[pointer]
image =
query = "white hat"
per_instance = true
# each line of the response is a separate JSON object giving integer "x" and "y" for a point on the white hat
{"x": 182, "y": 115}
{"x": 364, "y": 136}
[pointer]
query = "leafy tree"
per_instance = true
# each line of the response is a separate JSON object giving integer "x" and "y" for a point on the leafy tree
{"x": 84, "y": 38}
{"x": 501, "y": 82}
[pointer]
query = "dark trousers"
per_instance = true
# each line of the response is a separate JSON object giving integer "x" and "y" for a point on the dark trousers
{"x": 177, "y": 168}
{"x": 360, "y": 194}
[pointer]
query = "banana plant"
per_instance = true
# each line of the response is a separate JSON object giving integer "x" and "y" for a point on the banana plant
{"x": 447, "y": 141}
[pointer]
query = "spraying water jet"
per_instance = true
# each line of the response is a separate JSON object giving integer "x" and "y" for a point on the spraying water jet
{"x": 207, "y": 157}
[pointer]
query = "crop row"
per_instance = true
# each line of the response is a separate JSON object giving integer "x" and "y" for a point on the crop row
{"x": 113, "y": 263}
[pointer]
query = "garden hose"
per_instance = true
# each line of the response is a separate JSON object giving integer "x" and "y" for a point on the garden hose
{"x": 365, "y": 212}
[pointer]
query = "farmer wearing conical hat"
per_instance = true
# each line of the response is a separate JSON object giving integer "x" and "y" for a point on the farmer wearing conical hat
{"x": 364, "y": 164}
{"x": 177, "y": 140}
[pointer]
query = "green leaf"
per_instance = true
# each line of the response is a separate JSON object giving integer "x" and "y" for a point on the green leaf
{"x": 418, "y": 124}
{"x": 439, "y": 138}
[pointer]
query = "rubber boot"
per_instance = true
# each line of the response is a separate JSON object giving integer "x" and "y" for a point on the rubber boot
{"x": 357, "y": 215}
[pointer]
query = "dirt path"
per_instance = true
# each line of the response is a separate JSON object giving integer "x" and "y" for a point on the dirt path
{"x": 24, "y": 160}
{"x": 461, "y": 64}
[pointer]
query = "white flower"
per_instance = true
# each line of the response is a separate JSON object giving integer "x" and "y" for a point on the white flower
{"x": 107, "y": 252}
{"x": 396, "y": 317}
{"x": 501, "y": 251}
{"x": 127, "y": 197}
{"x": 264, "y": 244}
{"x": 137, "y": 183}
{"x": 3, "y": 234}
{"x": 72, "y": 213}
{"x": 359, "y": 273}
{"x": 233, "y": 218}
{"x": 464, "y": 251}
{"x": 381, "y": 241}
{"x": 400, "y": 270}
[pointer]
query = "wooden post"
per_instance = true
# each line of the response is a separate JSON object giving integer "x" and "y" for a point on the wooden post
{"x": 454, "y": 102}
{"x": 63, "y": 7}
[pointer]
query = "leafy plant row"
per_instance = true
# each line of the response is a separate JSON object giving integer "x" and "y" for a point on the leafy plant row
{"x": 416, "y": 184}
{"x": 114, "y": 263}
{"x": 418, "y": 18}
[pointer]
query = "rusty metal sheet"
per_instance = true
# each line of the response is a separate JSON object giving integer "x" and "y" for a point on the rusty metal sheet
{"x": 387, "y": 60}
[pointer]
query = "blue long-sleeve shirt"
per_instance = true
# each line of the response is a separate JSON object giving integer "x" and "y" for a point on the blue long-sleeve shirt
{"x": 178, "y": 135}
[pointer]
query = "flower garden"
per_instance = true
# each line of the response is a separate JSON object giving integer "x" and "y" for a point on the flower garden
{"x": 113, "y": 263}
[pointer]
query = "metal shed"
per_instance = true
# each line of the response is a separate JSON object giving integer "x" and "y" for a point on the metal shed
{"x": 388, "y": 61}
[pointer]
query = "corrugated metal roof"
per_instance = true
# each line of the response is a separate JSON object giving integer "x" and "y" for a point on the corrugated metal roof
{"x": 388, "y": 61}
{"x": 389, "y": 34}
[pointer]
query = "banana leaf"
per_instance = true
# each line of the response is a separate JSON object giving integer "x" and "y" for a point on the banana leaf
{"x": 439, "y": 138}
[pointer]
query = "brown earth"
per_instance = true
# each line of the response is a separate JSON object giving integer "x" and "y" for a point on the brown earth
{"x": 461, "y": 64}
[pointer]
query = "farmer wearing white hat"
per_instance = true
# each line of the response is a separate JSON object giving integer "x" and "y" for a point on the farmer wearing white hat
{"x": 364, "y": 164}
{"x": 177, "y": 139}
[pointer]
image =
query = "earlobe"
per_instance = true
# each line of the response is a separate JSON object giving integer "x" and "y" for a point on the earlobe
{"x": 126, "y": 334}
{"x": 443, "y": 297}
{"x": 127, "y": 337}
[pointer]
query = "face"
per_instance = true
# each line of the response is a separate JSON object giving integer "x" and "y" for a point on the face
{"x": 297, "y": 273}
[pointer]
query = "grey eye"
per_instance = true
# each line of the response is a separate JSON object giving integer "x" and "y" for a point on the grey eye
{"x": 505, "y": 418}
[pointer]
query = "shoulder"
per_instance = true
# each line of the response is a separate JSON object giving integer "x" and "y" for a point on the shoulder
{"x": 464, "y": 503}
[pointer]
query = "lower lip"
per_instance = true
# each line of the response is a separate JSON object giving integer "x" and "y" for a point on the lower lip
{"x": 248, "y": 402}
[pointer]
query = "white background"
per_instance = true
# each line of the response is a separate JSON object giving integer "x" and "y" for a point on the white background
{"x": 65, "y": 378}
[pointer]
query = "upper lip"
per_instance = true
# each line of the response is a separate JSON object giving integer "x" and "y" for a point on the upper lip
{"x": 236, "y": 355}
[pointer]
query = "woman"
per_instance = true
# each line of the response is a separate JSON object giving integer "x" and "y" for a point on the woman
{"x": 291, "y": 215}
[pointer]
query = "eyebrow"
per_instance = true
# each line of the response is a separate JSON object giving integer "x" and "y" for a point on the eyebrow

- TASK GOAL:
Would you reproduce the full listing without changing a single word?

- WRITTEN RESPONSE:
[pointer]
image =
query = "white hat"
per_instance = true
# each line of the response is a separate JSON object giving integer "x" and "y" for a point on the white hat
{"x": 182, "y": 115}
{"x": 364, "y": 136}
[pointer]
query = "leafy tree"
per_instance = true
# each line of the response is a separate JSON object giving integer "x" and "y" for a point on the leafy tree
{"x": 84, "y": 38}
{"x": 501, "y": 82}
[pointer]
query = "dark trousers"
per_instance = true
# each line of the response is a separate JSON object giving integer "x" and "y" for a point on the dark trousers
{"x": 177, "y": 168}
{"x": 360, "y": 194}
[pointer]
query = "banana plant"
per_instance = true
# each line of the response is a separate JSON object giving integer "x" and "y" for a point on the banana plant
{"x": 447, "y": 141}
[pointer]
query = "spraying water jet"
per_instance = true
# each line of the response is a separate JSON object giving integer "x" and "y" for a point on the spraying water jet
{"x": 207, "y": 157}
[pointer]
query = "crop row"
per_instance = true
# each line of the response is a separate JSON object giving integer "x" and "y" for a point on the crop row
{"x": 113, "y": 263}
[pointer]
query = "garden hose"
per_instance = true
# each line of the response is a separate JSON object giving integer "x" and "y" for a point on the garden hose
{"x": 365, "y": 212}
[pointer]
query = "farmer wearing conical hat"
per_instance = true
# each line of the response is a separate JSON object giving integer "x" and "y" for a point on the farmer wearing conical hat
{"x": 364, "y": 164}
{"x": 177, "y": 140}
[pointer]
query = "green leaf"
per_instance = true
# each line of the response is a separate JSON object giving integer "x" and "y" for a point on the green leaf
{"x": 418, "y": 124}
{"x": 439, "y": 138}
[pointer]
query = "rubber boot"
per_instance = true
# each line of the response is a separate JSON object giving integer "x" and "y" for a point on the rubber boot
{"x": 357, "y": 215}
[pointer]
query = "dirt path"
per_instance = true
# each line of the response is a separate JSON object giving integer "x" and "y" for a point on the dirt path
{"x": 24, "y": 160}
{"x": 461, "y": 64}
[pointer]
query = "white flower"
per_instance = true
# each line of the response is a separate JSON object giving integer "x" and "y" for a point on the white flower
{"x": 107, "y": 252}
{"x": 396, "y": 317}
{"x": 501, "y": 251}
{"x": 127, "y": 197}
{"x": 264, "y": 244}
{"x": 137, "y": 183}
{"x": 3, "y": 234}
{"x": 72, "y": 213}
{"x": 359, "y": 273}
{"x": 233, "y": 218}
{"x": 464, "y": 251}
{"x": 381, "y": 241}
{"x": 400, "y": 270}
[pointer]
query = "wooden post"
per_instance = true
# each line of the response is a separate JSON object giving integer "x" and "y" for a point on the wooden post
{"x": 454, "y": 102}
{"x": 63, "y": 7}
[pointer]
query = "leafy plant row"
per_instance = true
# each line of the response is a separate JSON object giving integer "x" and "y" for a point on the leafy plant row
{"x": 416, "y": 184}
{"x": 114, "y": 263}
{"x": 418, "y": 18}
[pointer]
query = "rusty metal sheet"
per_instance = true
# each line of the response is a separate JSON object giving integer "x" and "y" for a point on the rusty metal sheet
{"x": 387, "y": 60}
[pointer]
query = "blue long-sleeve shirt"
per_instance = true
# each line of the response is a separate JSON object giving integer "x" and "y" for a point on the blue long-sleeve shirt
{"x": 178, "y": 135}
[pointer]
query = "flower garden"
per_instance = true
# each line of the response is a separate JSON object giving integer "x" and "y" for a point on the flower garden
{"x": 113, "y": 263}
[pointer]
query = "metal shed"
per_instance = true
# each line of the response is a separate JSON object giving integer "x" and "y" for a point on the metal shed
{"x": 388, "y": 61}
[pointer]
query = "corrugated metal roof"
per_instance = true
# each line of the response is a separate JSON object giving integer "x" and "y" for a point on the corrugated metal roof
{"x": 388, "y": 61}
{"x": 389, "y": 34}
[pointer]
query = "banana leaf"
per_instance = true
# each line of the response is a separate JSON object giving integer "x" and "y" for a point on the banana leaf
{"x": 439, "y": 138}
[pointer]
query = "brown earth"
per_instance = true
# each line of the response is a separate JSON object giving integer "x" and "y" for a point on the brown earth
{"x": 461, "y": 64}
[pointer]
query = "farmer wearing white hat"
per_instance = true
# each line of the response is a separate JSON object giving integer "x" and "y" for a point on the farmer wearing white hat
{"x": 364, "y": 164}
{"x": 177, "y": 139}
[pointer]
image =
query = "earlobe"
per_instance = true
# each line of the response is a separate JSON object giving integer "x" and "y" for a point on the earlobe
{"x": 126, "y": 334}
{"x": 443, "y": 297}
{"x": 127, "y": 337}
[pointer]
query = "face"
per_instance = true
# each line of the response is a separate JSON object giving integer "x" and "y" for a point on the face
{"x": 297, "y": 273}
[pointer]
query = "grey eye"
per_instance = true
# each line of the response is a separate JSON object giving integer "x" and "y" for a point on the grey eye
{"x": 505, "y": 418}
[pointer]
query = "shoulder"
per_instance = true
# each line of the response is a separate JSON object giving integer "x" and "y" for a point on the shoulder
{"x": 464, "y": 503}
[pointer]
query = "lower lip"
per_instance = true
# each line of the response is a separate JSON object giving integer "x" and "y" for a point on the lower lip
{"x": 248, "y": 402}
[pointer]
query = "white background"
per_instance = true
# each line of the response is a separate JSON object giving integer "x" and "y" for a point on the white background
{"x": 65, "y": 378}
[pointer]
query = "upper lip"
per_instance = true
# each line of the response is a separate JSON object giving integer "x" and "y" for a point on the upper lip
{"x": 236, "y": 355}
[pointer]
query = "woman"
per_instance = true
# each line of the response is a separate JSON object giving integer "x" and "y" for a point on the woman
{"x": 291, "y": 215}
[pointer]
query = "eyebrow"
per_instance = true
# each line of the response is a separate JSON object giving integer "x" and "y" for a point on the eyebrow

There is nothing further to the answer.